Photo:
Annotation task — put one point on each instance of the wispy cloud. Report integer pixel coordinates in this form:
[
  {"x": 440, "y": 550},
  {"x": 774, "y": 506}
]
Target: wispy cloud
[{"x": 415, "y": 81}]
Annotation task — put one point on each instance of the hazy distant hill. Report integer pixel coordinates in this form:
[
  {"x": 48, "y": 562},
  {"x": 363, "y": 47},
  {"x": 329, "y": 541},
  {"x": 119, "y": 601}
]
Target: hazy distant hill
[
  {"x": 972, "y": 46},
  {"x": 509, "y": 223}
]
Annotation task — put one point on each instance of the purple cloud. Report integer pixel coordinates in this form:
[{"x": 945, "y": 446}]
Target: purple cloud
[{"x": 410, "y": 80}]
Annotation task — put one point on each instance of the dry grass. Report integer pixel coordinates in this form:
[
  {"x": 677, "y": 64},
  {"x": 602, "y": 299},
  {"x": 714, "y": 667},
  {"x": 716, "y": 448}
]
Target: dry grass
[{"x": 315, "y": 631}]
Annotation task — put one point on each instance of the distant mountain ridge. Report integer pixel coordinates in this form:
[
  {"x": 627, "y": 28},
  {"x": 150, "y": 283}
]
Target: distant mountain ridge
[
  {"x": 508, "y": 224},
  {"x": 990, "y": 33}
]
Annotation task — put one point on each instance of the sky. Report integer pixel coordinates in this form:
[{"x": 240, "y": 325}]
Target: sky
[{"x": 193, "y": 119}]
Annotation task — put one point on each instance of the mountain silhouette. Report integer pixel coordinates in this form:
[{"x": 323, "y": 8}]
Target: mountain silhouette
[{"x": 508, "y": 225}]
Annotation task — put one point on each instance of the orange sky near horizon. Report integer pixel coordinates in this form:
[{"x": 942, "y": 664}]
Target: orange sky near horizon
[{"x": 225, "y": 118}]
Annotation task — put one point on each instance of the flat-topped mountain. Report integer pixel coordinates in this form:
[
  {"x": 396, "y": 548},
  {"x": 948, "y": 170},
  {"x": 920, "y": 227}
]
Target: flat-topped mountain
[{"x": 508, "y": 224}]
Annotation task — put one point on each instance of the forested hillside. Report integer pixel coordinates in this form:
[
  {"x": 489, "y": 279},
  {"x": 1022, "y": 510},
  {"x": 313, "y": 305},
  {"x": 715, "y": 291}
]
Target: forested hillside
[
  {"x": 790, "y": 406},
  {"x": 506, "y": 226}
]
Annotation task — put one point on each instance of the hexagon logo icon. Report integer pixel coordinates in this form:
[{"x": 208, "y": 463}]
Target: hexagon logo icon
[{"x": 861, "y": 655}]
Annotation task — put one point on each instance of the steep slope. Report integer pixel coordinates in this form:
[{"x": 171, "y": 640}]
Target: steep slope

====================

Return every line of the records above verbatim, from the first line to the last, with no changes.

Photo:
Annotation task — put one point on each instance of the wispy cloud. Report integer pixel coordinates in this form:
[
  {"x": 440, "y": 550},
  {"x": 774, "y": 506}
]
Target: wispy cloud
[{"x": 415, "y": 81}]
Annotation task — put one point on each instance of the hazy distant hill. Report integer pixel coordinates in this form:
[
  {"x": 48, "y": 562},
  {"x": 363, "y": 47},
  {"x": 329, "y": 541},
  {"x": 119, "y": 601}
]
Target: hazy distant hill
[
  {"x": 972, "y": 46},
  {"x": 509, "y": 223}
]
Annotation task — put one point on each instance of the purple cloud. Report integer pixel coordinates in this form:
[{"x": 945, "y": 446}]
Target: purple cloud
[{"x": 410, "y": 80}]
Annotation task — put one point on each instance of the dry grass. Report integer pixel coordinates in this form:
[
  {"x": 677, "y": 64},
  {"x": 602, "y": 299},
  {"x": 714, "y": 667},
  {"x": 716, "y": 448}
]
Target: dry grass
[{"x": 315, "y": 631}]
Annotation task — put one point on each instance of the distant mountain ridge. Report integer pixel coordinates in this form:
[
  {"x": 627, "y": 28},
  {"x": 150, "y": 283}
]
Target: distant mountain ridge
[
  {"x": 508, "y": 224},
  {"x": 990, "y": 33}
]
Annotation task — put one point on each instance of the sky. Report integer pixel coordinates in this form:
[{"x": 240, "y": 325}]
Target: sky
[{"x": 193, "y": 119}]
Annotation task — put one point on each instance of the mountain silhouette. Report integer pixel coordinates in this form:
[{"x": 323, "y": 8}]
Target: mountain silhouette
[{"x": 508, "y": 225}]
Annotation task — put one point on each instance of the orange sky near horizon. Report integer pixel coordinates in this form:
[{"x": 942, "y": 664}]
Target: orange sky near horizon
[{"x": 225, "y": 118}]
Annotation task — put one point on each instance of the flat-topped mountain. Report integer pixel coordinates in this form:
[
  {"x": 396, "y": 548},
  {"x": 948, "y": 170},
  {"x": 920, "y": 227}
]
Target: flat-topped mountain
[{"x": 508, "y": 224}]
Annotation task — put one point on each instance of the forested hillside. Report integer pixel coordinates in this form:
[
  {"x": 489, "y": 279},
  {"x": 1022, "y": 510},
  {"x": 313, "y": 305},
  {"x": 715, "y": 291}
]
Target: forested hillside
[
  {"x": 790, "y": 406},
  {"x": 506, "y": 226}
]
Annotation task — put one point on each instance of the hexagon logo icon. Report integer pixel coordinates in this form:
[{"x": 208, "y": 463}]
Target: hexagon logo icon
[{"x": 861, "y": 655}]
Annotation task — put one point on each instance of the steep slope. Report integer pixel coordinates in this form:
[{"x": 171, "y": 640}]
Target: steep slope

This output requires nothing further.